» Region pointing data
^^^^
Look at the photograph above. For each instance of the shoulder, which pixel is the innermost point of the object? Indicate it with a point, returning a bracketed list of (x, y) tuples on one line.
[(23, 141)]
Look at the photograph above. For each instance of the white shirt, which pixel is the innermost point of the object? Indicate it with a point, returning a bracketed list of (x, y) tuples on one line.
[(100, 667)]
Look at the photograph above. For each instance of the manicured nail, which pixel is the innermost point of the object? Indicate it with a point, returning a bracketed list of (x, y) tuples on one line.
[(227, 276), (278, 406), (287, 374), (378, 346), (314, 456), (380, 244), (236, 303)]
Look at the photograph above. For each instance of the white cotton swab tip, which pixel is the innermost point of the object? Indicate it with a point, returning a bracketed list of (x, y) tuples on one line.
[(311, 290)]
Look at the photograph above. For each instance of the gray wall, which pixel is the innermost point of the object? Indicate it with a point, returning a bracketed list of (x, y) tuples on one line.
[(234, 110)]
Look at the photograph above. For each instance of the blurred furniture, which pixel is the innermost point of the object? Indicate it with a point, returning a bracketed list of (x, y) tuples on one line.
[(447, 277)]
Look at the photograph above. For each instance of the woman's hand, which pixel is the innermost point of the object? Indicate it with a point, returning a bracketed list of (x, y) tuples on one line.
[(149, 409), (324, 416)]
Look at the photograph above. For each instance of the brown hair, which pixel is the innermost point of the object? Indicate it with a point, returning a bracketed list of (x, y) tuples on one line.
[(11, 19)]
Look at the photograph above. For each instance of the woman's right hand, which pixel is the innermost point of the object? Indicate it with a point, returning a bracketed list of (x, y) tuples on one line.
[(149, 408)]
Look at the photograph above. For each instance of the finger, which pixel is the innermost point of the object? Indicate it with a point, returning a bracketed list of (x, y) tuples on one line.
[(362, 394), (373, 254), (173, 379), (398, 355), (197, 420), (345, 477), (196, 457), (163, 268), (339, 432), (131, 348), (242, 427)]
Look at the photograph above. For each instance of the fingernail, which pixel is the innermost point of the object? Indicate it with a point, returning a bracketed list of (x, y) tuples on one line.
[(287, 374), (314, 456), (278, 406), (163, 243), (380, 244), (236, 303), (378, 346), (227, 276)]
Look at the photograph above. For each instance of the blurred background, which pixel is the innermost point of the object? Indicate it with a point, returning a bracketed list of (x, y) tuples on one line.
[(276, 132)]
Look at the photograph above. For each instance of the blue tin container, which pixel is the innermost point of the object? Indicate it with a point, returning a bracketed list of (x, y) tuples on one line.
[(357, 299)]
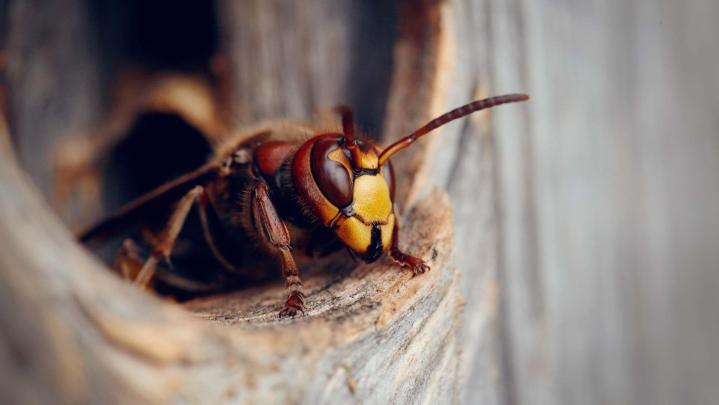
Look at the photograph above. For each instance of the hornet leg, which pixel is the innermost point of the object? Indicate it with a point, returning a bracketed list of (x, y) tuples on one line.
[(274, 235), (417, 265), (166, 241)]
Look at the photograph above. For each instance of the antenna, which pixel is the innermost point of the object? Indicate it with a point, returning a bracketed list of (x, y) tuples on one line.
[(460, 112)]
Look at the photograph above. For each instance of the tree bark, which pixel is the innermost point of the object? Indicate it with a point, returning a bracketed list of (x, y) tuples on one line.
[(73, 332)]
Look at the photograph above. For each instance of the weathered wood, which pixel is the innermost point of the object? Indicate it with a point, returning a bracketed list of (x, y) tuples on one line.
[(372, 333), (608, 195)]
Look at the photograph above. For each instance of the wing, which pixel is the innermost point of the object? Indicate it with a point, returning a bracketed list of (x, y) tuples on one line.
[(133, 213)]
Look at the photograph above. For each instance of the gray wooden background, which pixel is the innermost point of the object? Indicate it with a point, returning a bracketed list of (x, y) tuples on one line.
[(597, 204), (609, 201)]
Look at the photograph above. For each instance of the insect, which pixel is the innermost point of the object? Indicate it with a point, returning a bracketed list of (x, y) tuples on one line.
[(281, 192)]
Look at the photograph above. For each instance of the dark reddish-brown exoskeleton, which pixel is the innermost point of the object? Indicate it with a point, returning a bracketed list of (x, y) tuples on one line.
[(285, 190)]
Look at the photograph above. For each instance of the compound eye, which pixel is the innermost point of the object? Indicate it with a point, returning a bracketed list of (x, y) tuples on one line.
[(388, 174), (330, 168)]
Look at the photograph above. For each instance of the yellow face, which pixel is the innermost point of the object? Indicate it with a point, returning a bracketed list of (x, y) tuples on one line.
[(354, 195), (368, 231)]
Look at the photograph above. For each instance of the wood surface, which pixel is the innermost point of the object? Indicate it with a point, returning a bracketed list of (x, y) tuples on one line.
[(580, 266)]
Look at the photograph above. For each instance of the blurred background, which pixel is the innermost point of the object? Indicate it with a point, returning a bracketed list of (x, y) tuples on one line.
[(589, 217)]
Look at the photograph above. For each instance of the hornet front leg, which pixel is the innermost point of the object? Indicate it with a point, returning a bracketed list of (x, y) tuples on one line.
[(274, 236), (417, 265)]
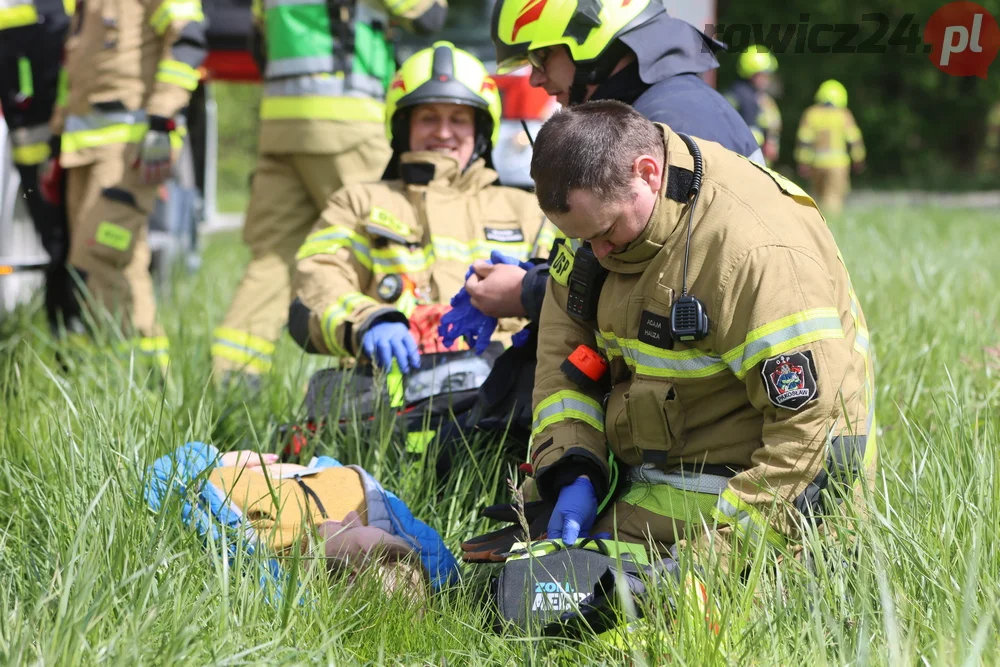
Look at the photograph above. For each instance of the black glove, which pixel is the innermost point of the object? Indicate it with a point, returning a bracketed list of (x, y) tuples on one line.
[(494, 547)]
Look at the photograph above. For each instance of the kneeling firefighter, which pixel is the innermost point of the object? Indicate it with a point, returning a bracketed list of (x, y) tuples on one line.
[(736, 401), (377, 271)]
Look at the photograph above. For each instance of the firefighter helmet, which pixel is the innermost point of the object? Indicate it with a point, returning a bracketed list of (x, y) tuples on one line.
[(443, 73), (832, 92)]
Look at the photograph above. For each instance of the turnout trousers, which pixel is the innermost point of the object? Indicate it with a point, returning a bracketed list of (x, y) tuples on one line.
[(108, 215), (288, 193)]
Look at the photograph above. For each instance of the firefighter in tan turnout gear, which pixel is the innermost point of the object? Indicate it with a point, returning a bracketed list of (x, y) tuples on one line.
[(326, 67), (738, 392), (131, 66), (381, 264)]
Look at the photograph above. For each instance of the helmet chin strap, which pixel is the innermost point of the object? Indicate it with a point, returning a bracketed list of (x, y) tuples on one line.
[(597, 73)]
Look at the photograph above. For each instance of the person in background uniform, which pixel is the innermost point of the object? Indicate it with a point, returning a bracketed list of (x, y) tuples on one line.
[(745, 415), (326, 66), (383, 252), (131, 66), (829, 145), (323, 512), (630, 52), (32, 33), (750, 98)]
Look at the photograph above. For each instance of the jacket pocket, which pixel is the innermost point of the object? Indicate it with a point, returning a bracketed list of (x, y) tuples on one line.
[(616, 425), (655, 417)]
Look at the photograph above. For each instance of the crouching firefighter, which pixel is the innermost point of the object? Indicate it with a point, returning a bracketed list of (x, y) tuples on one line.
[(377, 271), (738, 400)]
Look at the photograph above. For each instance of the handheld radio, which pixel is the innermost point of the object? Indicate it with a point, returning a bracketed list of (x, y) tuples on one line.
[(688, 317), (585, 282)]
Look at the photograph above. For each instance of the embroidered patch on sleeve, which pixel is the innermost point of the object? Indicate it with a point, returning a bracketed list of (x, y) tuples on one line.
[(790, 380)]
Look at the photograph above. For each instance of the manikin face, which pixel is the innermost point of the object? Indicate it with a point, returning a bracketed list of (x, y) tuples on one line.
[(611, 225), (449, 129)]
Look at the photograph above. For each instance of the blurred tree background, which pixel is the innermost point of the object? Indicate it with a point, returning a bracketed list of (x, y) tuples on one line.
[(923, 128)]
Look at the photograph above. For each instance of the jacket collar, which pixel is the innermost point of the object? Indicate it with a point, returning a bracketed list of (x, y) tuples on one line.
[(437, 171), (663, 222)]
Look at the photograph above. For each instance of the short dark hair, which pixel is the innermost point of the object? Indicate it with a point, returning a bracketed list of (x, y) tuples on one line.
[(590, 147)]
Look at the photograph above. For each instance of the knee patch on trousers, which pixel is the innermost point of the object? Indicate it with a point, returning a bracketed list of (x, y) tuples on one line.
[(114, 233)]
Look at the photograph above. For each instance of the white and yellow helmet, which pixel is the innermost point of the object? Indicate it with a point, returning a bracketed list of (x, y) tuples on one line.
[(443, 73)]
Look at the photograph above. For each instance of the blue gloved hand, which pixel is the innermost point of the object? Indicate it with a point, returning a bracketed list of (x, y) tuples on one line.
[(466, 320), (497, 257), (391, 339), (574, 513)]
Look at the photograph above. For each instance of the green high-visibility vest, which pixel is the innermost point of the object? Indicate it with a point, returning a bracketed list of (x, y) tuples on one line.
[(302, 40)]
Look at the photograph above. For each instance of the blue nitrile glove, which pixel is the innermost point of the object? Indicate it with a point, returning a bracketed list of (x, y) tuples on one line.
[(498, 257), (466, 320), (574, 513), (521, 337), (391, 339)]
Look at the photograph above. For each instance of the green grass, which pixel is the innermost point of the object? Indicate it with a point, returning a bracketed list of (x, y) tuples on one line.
[(89, 575)]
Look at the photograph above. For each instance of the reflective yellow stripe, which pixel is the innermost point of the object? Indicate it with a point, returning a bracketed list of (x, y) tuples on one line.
[(244, 340), (665, 500), (778, 337), (251, 352), (175, 10), (31, 154), (62, 88), (329, 240), (114, 134), (154, 344), (322, 108), (244, 359), (337, 313), (745, 519), (401, 7), (417, 441), (564, 405), (25, 78), (401, 259), (177, 73), (18, 17), (650, 360)]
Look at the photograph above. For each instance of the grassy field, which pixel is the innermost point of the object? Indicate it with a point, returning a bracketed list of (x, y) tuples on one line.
[(89, 575)]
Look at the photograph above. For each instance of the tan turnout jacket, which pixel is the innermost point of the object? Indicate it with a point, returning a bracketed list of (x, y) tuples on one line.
[(781, 391)]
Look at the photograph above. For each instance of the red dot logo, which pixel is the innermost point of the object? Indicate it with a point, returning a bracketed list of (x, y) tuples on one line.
[(964, 39)]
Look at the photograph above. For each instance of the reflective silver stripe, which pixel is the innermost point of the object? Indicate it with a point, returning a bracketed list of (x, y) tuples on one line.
[(324, 86), (682, 481), (25, 136), (297, 66), (781, 336)]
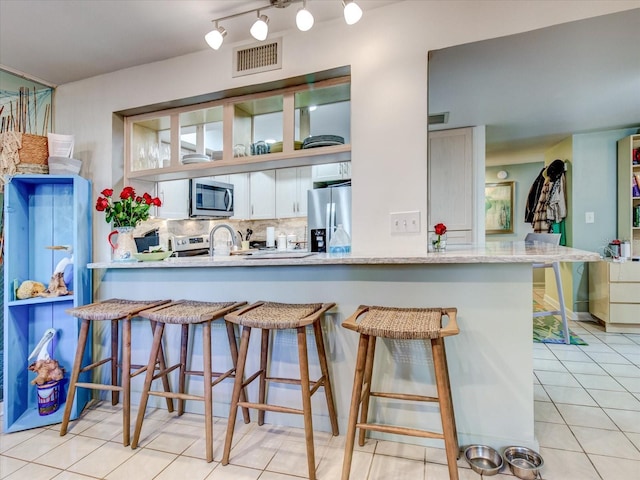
^^^^
» WHAT YOU NEED TO DO
Set out, exactly as given, the line that contains "Look at the photograph above. For each instance of the tan" along with each line after it through the end of the records above; omit the pictures.

» YOUR SOLUTION
Look at the photograph above. For each instance of the tan turnout jacket, which pixel is the innermost point of the object? Indicate it with a point, returning a bracketed list of (x, y) tuples on one line.
[(781, 391)]
Look at the photograph above. For each instance of the red dot logo, which pixel is the innermost point of the object? Indicate it with a point, returning a bracketed list of (x, y) tuples on one line.
[(964, 39)]
Look at the photograph above. For each instance of the reflective silver stripe, which pixel is the innermost point of the object? Indicate it with a point, returning a bracketed list of (x, y) tuples on one line.
[(324, 86), (682, 481), (25, 136), (297, 66), (781, 336)]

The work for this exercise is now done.